Tekst źródłowy.
# 

## Lataren

Witam,

czy ktoś z Was ma może takie urządzenie wktóre się nazywa Wiertarko wkrętarka - czyli coś takiego żeby można było sobie dziurę w ścianie wywiercić czy też w kawałku metalu i wkręcić pare wkrętów kołków i tego typu rzeczy.
Jeśli macie coś takiego to powiedzcie jakiej marki najlepiej kupować - jaka cena jest czegoś takiego albo jaką polecacie a jakiej już nigdy nie kupicie.
Pozdrowionka

----------


## toomas

Ja polecam MacAllister. Kupisz to w każdej Castoramie. Płaciłem 270 zło za wersje 12V. Duzy zakres sprzęgła, hamulec wrzeciona, aku dosdatkowe 80 zl ( w komplecie 2). Uzywam ostro na budowie od roku. Spisuje się świetnie. Polecam.

----------


## Zbigniew Rudnicki

Do ładowania akumulatora trzeba  koniecznie zaopatrzyć się w programator (dobowy), aby nie przekroczyć podanego przez producenta czasu ładowania.
Bo wówczas akumulator traci swoją pojemność.
Ponadto czas nastawiony na programatorze trzeba stopniowo, w miarę zużywania się akumulatora - skracać.

----------


## MARKOG

żadnych wkrętarek akumulatorowych więcej - montowałem płot  - płot krótki ok 20m ale do krecenia ok 400-500 wkrętów samowiercących w profile stalowe ( a i tak nawiercałem mniejszym wiertłem wczesniej). Sprzęt - Macalister nówka dwa akumulatory naładowane na full (fajna nie zaprzeczam i do krótkich robót sie nadaje). Efekt taki że i tak musiałem robić na raty bo takie wkręcanie masowe rozładowywało mi tego MacAlistera w zawrotnym tempie (tak nie powiem jak stoi i jest nieużywana to nie traci pojemności w przeciwuieństwie do tanizny chińskiej). Wniosek - jak montowałem stelaże do regipsów to kupiłem wkrętarkę na 230V za 60 zł (sprzegło, obroty P/L, płyne obroty )- jest dwa razy lzejsza i raz mniejsza od wkrętarek z aku (nie mówiąc o wkrętarkach z udarem) a dodatkowo ma dużo większą moc której nie traci wogóle w trakcie pracy. Przy domku teraz używam tylko takiej - przeciez wszedzie podejde z przedłużaczem a jest jeszcze za co zawiesić na drabinie (kto montował cos masowo na drabinie wie że jest problem z odkładaniem narzędzi na bok - a szczególnie tak ciężkich) 
Tanie chińskie topexy, kinzo i inne badziewia wogóle sie nie sprawdzają bo akumulator jak stoi to się rozładowywuje w zawrotnym tempie - takie życie.

Dane wejściowe.
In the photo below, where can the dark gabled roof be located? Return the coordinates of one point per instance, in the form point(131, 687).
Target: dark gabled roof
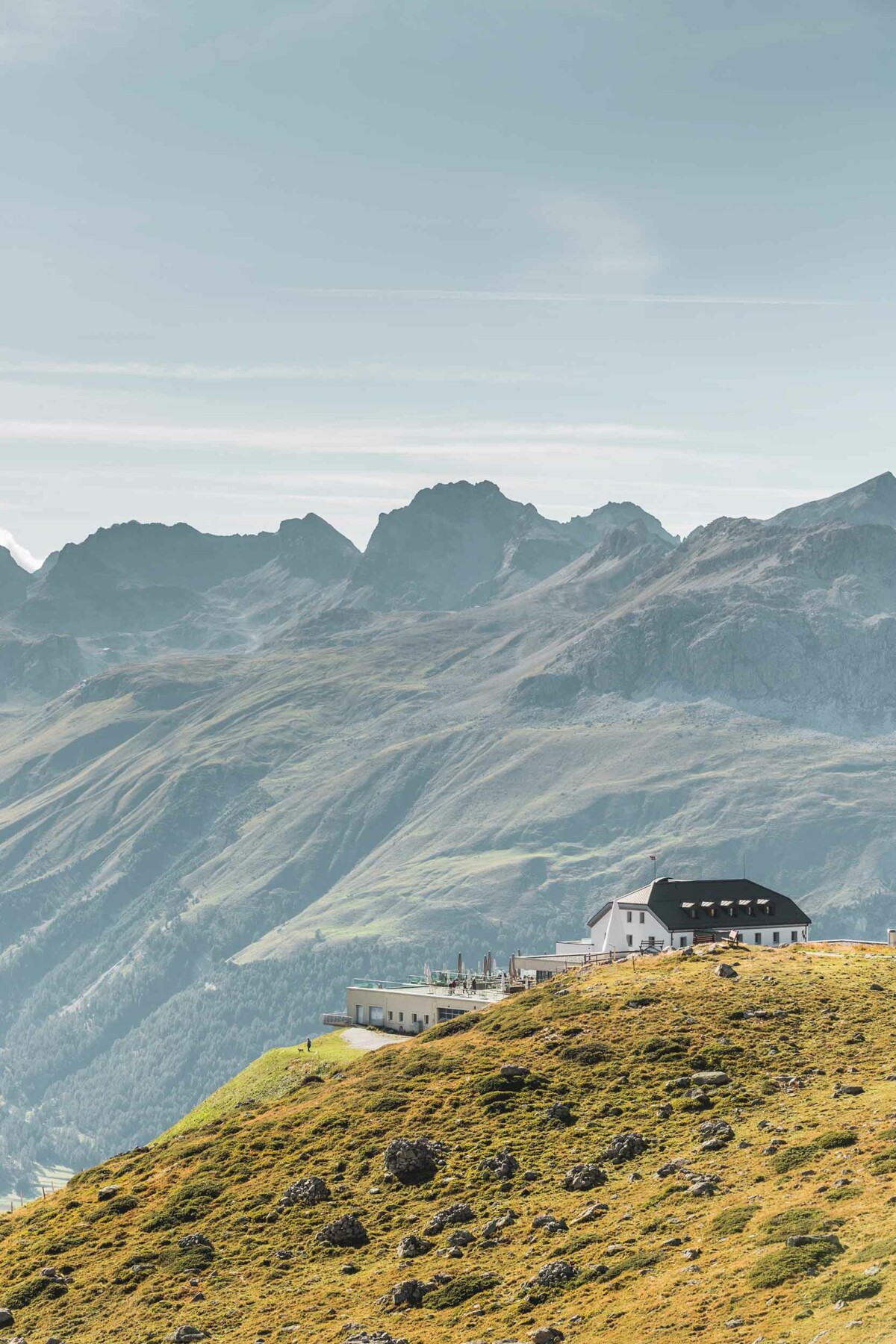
point(673, 903)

Wymagania.
Proszę ocenić, czy każde z poniższych stwierdzeń jest zgodne z tekstem źródłowym, odpowiadając „tak” lub „nie” i przytaczając dosłownie rozstrzygający fragment tekstu.
(a) Zbigniew Rudnicki zaleca stopniowe wydłużanie czasu nastawionego na programatorze w miarę zużywania się akumulatora.
(b) MARKOG kupił wkrętarkę na 230V za 60 zł.
(c) Według użytkownika toomas wkrętarkę MacAllister można kupić w każdej Castoramie.
Przy wykonywaniu zadań należy opierać się wyłącznie na tekście źródłowym.

Rozwiązanie pisemne.
(a) Nie: „Ponadto czas nastawiony na programatorze trzeba stopniowo, w miarę zużywania się akumulatora - skracać.”
(b) Tak: „kupiłem wkrętarkę na 230V za 60 zł”
(c) Tak: „Kupisz to w każdej Castoramie.”